┏━━
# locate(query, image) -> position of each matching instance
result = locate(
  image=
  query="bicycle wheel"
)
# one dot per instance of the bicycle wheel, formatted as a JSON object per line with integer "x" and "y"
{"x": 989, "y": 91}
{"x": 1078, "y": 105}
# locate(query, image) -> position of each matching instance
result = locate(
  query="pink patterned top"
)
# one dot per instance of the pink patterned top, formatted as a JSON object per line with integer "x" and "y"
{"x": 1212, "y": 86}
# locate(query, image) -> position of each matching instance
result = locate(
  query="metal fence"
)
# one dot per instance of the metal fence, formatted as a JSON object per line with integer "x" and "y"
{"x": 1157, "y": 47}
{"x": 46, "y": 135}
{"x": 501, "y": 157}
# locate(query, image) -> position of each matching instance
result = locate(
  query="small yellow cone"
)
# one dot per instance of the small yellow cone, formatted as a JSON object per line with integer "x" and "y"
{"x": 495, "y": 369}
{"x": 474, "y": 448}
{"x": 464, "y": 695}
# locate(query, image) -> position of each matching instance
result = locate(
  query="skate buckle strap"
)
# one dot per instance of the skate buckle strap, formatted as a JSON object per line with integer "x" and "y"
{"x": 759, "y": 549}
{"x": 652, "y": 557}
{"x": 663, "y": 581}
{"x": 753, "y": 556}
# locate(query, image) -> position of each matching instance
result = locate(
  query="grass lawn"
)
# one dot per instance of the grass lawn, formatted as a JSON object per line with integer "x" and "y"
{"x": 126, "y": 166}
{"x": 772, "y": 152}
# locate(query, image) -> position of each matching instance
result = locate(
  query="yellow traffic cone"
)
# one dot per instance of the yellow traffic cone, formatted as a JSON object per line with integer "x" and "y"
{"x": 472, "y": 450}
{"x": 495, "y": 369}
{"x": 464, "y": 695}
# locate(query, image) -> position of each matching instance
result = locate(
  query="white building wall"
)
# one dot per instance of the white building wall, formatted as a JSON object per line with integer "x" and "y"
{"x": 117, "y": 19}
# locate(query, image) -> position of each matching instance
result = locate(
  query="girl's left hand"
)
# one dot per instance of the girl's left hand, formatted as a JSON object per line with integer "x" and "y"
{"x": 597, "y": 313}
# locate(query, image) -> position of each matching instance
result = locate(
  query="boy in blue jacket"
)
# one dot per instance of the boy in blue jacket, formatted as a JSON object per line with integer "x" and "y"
┗━━
WHAT THIS TASK INVOLVES
In full and verbatim, repeat the records given above.

RESULT OF THE TASK
# locate(query, image) -> position of each matching instance
result = locate(
  image=
  query="bicycle wheel"
)
# one dot per instance of the bicycle wheel, formatted as a JSON object per line with integer "x" and "y"
{"x": 989, "y": 91}
{"x": 1078, "y": 105}
# locate(query, image) -> position of each matching instance
result = locate(
  query="pink patterned top"
)
# one dot per instance of the pink patterned top, formatted as a JSON object per line with integer "x" and "y"
{"x": 1212, "y": 86}
# locate(query, image) -> position of each matching instance
result = locate(
  query="metal fence"
)
# one dot per instance of the metal fence, formatted as a JSON object per line with integer "x" and "y"
{"x": 1157, "y": 47}
{"x": 46, "y": 135}
{"x": 501, "y": 157}
# locate(query, image) -> position of each matching instance
result = locate(
  query="small yellow cone"
)
# one dot per instance of the small yellow cone, formatted as a JSON object per line with integer "x" and "y"
{"x": 495, "y": 369}
{"x": 474, "y": 448}
{"x": 464, "y": 695}
# locate(query, image) -> position of each matching instance
result = locate(
  query="skate buckle strap"
)
# one dot per instance of the skate buckle strap, formatted as a JSON object per line with integer "x" and "y"
{"x": 759, "y": 549}
{"x": 652, "y": 557}
{"x": 663, "y": 581}
{"x": 753, "y": 556}
# locate(query, image) -> position of each matching instance
result = locate(
  query="grass lawn"
)
# one dot per instance of the grass lawn, formatted as a JSON object per line with integer "x" and "y"
{"x": 126, "y": 166}
{"x": 772, "y": 152}
# locate(query, image) -> position of each matching instance
result = locate(
  query="yellow traffic cone"
)
# one dot per instance of the yellow traffic cone, formatted as a JSON object per line with integer "x" and "y"
{"x": 472, "y": 450}
{"x": 495, "y": 369}
{"x": 464, "y": 695}
# locate(query, image) -> position of each matching instance
result = locate(
  query="white building wall"
)
# one dot per instance of the white building wall, formatted as a JSON object per line with integer "x" and "y"
{"x": 117, "y": 19}
# locate(query, image) -> position of each matching instance
result = locate(
  query="girl's left hand"
)
# one dot per instance of the girl's left hand, formatted as a JSON object per line with integer "x" and "y"
{"x": 597, "y": 313}
# locate(query, image) -> position of each matching instance
result = locate(
  query="boy in blue jacket"
)
# one dot per instance of the boy in blue jacket, formatted as a JSON object per line with integer "x" and "y"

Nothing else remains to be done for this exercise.